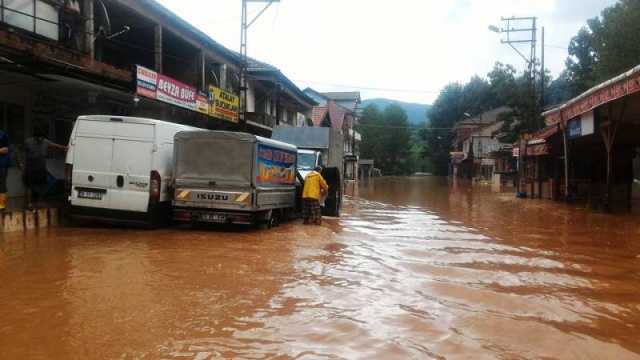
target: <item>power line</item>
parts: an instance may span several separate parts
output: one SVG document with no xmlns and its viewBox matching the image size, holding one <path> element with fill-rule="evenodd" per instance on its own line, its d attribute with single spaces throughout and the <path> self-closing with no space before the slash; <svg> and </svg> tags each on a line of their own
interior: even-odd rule
<svg viewBox="0 0 640 360">
<path fill-rule="evenodd" d="M 390 88 L 375 88 L 375 87 L 356 86 L 356 85 L 329 84 L 329 83 L 321 83 L 316 81 L 300 80 L 300 79 L 294 79 L 293 81 L 304 82 L 304 83 L 315 84 L 315 85 L 335 86 L 335 87 L 343 87 L 343 88 L 350 88 L 350 89 L 389 91 L 389 92 L 407 92 L 407 93 L 424 93 L 424 94 L 439 94 L 441 92 L 441 90 L 390 89 Z"/>
<path fill-rule="evenodd" d="M 451 130 L 453 127 L 420 127 L 420 126 L 390 126 L 390 125 L 373 125 L 373 124 L 357 124 L 356 127 L 368 127 L 368 128 L 379 128 L 379 129 L 408 129 L 408 130 Z"/>
</svg>

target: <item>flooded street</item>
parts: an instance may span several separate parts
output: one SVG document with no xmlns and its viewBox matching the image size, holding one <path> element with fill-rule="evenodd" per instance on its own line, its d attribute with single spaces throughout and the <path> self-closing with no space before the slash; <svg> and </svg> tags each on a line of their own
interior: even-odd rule
<svg viewBox="0 0 640 360">
<path fill-rule="evenodd" d="M 376 178 L 321 227 L 0 240 L 0 359 L 640 359 L 638 215 Z"/>
</svg>

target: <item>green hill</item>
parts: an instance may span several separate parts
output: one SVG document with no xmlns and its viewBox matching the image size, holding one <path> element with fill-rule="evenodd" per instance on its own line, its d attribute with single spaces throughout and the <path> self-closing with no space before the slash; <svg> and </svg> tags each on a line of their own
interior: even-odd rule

::::

_TRY IT:_
Lines that contain "item" are the result; find them in the entries above and copy each one.

_RESPONSE TO THIS EXERCISE:_
target: <item>power line</item>
target: <item>flooded street</item>
target: <item>green hill</item>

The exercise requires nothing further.